*Listed records*.
____________
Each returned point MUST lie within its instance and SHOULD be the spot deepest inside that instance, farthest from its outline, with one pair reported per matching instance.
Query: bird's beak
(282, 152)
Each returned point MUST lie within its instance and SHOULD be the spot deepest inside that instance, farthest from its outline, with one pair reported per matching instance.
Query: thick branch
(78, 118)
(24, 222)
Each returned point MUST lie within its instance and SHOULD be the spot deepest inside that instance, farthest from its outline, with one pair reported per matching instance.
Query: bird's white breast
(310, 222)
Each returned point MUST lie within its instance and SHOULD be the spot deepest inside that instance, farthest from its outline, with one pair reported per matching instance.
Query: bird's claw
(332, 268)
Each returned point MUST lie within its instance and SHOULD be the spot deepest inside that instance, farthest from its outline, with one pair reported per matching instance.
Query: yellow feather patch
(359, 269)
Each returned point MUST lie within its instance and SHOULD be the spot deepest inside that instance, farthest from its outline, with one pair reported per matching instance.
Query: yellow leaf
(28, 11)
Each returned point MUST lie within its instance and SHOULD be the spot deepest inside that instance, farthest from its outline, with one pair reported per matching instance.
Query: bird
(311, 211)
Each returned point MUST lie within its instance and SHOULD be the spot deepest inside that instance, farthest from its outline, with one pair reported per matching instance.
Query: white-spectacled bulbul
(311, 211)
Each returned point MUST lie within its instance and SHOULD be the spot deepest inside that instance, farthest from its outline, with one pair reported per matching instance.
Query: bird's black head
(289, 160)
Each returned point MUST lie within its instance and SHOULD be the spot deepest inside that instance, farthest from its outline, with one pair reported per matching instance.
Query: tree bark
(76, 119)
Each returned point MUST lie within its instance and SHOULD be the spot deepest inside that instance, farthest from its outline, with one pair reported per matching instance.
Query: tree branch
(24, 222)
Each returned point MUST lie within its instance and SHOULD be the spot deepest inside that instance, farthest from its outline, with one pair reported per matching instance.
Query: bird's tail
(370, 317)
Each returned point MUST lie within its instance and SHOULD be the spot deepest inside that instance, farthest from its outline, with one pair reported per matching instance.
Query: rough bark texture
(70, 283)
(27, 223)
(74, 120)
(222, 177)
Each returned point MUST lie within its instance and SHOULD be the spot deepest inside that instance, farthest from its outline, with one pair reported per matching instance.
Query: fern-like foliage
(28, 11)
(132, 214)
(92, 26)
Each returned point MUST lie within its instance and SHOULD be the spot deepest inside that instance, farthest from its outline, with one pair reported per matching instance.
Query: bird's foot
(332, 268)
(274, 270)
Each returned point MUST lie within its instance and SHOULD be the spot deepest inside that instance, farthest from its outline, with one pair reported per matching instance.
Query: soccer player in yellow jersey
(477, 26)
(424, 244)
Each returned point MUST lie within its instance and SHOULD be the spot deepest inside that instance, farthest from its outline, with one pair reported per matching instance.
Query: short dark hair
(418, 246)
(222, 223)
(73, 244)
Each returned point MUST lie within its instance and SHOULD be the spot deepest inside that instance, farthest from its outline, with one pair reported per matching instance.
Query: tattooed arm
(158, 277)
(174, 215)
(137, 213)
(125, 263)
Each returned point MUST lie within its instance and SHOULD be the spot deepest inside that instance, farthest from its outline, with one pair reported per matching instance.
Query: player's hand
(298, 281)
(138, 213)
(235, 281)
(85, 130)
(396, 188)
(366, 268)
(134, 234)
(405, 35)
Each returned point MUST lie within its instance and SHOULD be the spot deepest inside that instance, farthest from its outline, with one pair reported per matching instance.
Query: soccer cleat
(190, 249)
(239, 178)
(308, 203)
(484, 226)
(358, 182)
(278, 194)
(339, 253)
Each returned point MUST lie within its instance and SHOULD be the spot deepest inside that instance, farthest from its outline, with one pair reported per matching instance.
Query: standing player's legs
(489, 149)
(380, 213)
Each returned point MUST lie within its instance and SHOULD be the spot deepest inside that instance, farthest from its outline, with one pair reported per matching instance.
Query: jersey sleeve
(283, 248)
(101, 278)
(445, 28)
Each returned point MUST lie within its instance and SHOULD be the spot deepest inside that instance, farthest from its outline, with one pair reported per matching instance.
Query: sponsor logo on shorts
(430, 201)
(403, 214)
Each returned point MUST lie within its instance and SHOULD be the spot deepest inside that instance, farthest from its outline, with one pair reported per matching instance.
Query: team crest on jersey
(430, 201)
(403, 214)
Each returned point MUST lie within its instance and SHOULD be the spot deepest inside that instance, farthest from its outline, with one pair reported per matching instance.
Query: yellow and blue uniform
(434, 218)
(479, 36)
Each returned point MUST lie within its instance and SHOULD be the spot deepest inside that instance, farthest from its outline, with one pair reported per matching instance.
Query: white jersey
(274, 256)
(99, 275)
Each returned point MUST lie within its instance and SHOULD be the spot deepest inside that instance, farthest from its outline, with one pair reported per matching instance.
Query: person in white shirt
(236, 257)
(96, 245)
____________
*Objective*. Quote each line above in full, word for word.

*Finished answer*.
Each returned point MUST lie within its instance and SHOULD be the spot deepest inside that instance, farthest from its outline, with one pair reported per matching instance.
Query: bird's beak
(282, 152)
Each returned point MUST lie within its instance and SHOULD be the spot deepest inside that instance, farthest from its outline, with one pair reported per matching instance.
Query: thick branch
(78, 118)
(24, 222)
Each returned point MUST lie within its instance and SHOULD be the spot deepest inside that instance, farthest from its outline, with one pair reported per matching instance.
Query: bird's white breast
(310, 222)
Each returned point MUST lie within its instance and SHOULD be the spot deepest inside that instance, farthest from its outline, with one pair reported per matching instance.
Query: bird's claw
(332, 268)
Each returned point MUST lie within its instance and SHOULD be the spot deepest inside that instance, farthest from its outline, with one pair reported per matching instance.
Query: yellow feather patch
(359, 269)
Each returned point MUST lie within its instance and SHOULD be the spot deepest inside that instance, farthest from its outline, with one pair reported per matching instance.
Query: yellow leaf
(28, 11)
Each returned point MUST lie within its instance and SHOULD be the spot deepest inside that instance, farthest from its outline, with one pair reported per matching instance.
Query: bird
(311, 211)
Each returned point MUST lie within its instance and SHOULD be the spot deepest inside that instance, farthest from its outline, with one pair reported per matching instance.
Query: white-spectacled bulbul
(311, 211)
Each returned point MUST lie within its instance and SHOULD be the spot deepest inside that instance, farthest from its outline, with one pair reported per matching instance.
Query: bird's black head
(289, 160)
Each returned point MUST lie within its instance and SHOULD be the spot deepest inside that instance, farthest from its outline, with one pair reported per matching instance.
Query: tree bark
(76, 119)
Each returned point MUST lie within its instance and SHOULD be the spot deepest inside that instance, farthest from its outline, with one pair reported per matching instance.
Query: tree branch
(24, 222)
Each returned point MUST lie within its instance and SHOULD be the spot deepest inside that instance, farthest from its outline, with one pair reported per matching instance.
Query: bird's tail
(370, 317)
Each returned point MUST lie within its instance and SHOULD be the spot deepest inside that instance, farthest from its outline, with one pair reported per matching instance.
Query: rough bark texture
(70, 283)
(27, 223)
(74, 120)
(222, 177)
Each returned point MUST lie within its instance and SHOULD be the spot deepest inside that instance, farthest from its outline, with one pair reported per matching instance.
Query: fern-like foliage
(28, 11)
(132, 214)
(92, 26)
Each returned point MUST lie within its instance and SHOULD be the spot deepest inside that instance, farthest from its outline, with one pair reported per matching instance.
Query: bird's foot
(332, 268)
(274, 270)
Each returned point MUST lie within its instance and SHOULD be the spot deepest inside that instance, farthest from its outline, with one pair reported per matching instance.
Query: soccer player in yellow jersey
(477, 26)
(424, 244)
Each returned point MUST lie within its instance and SHOULD be the spot deepest inside that instance, farthest from its outline, with one pair reported per matching instance.
Query: short dark hair
(418, 246)
(222, 223)
(73, 244)
Each returned point MUST lie within its instance and SHOULD be the spot deepest inside that instance, farthest from its outline, with one pair reported per matching instance.
Query: tattooed arm
(158, 277)
(174, 215)
(137, 213)
(125, 263)
Each returned point MUST lie within its instance and SHOULD be the spot deepest inside that instance, farthest from its outline, with one pair reported per matching instance.
Query: player's hand
(298, 281)
(138, 213)
(235, 281)
(85, 130)
(396, 188)
(366, 268)
(134, 234)
(405, 35)
Each returned point MUST lie within its instance and SHOULD be the spot deepest inside that instance, farthest from its outline, with one pair reported per matching instance.
Query: soccer cleat
(190, 249)
(239, 178)
(308, 203)
(484, 226)
(358, 182)
(278, 194)
(339, 253)
Each returned point MUST lie within its instance and SHOULD be the spot deepest inside that instance, farthest from its outline, with one pair reported per matching instance.
Query: standing player's legs
(489, 149)
(380, 213)
Each returned point MUST lie within its instance and SHOULD be the spot deepest inside that instance, farthest from its outline, with one pair reported per matching instance.
Query: jersey sleeve
(283, 248)
(101, 278)
(445, 28)
Each returned point MUST lie within its instance and SHOULD be the spot deepest inside that instance, farthest from its outline, with one pair reported per matching instance.
Query: sponsor logo on shorts
(430, 201)
(403, 214)
Each returned point MUST lie within its instance and SHOULD be the spot deepest inside that instance, farthest from its outline, with one pair reported per matching instance.
Query: team crest on jersey
(430, 201)
(403, 214)
Each returned point MUST lie within its instance and SHOULD be the spot deepest inside that instance, farthest from its outline, with one pair reported per matching instance.
Query: yellow and blue uniform
(434, 218)
(479, 36)
Each returned point MUST lie within its instance and SHOULD be the spot deepest inside that instance, farthest from its outline, with one pair reported per matching instance.
Query: white jersey
(274, 256)
(99, 275)
Each returned point MUST lie within its instance and SHOULD be the spot deepest inside that instance, farthest from its outline, with one pair reported per matching instance.
Query: person in white shirt
(236, 257)
(96, 245)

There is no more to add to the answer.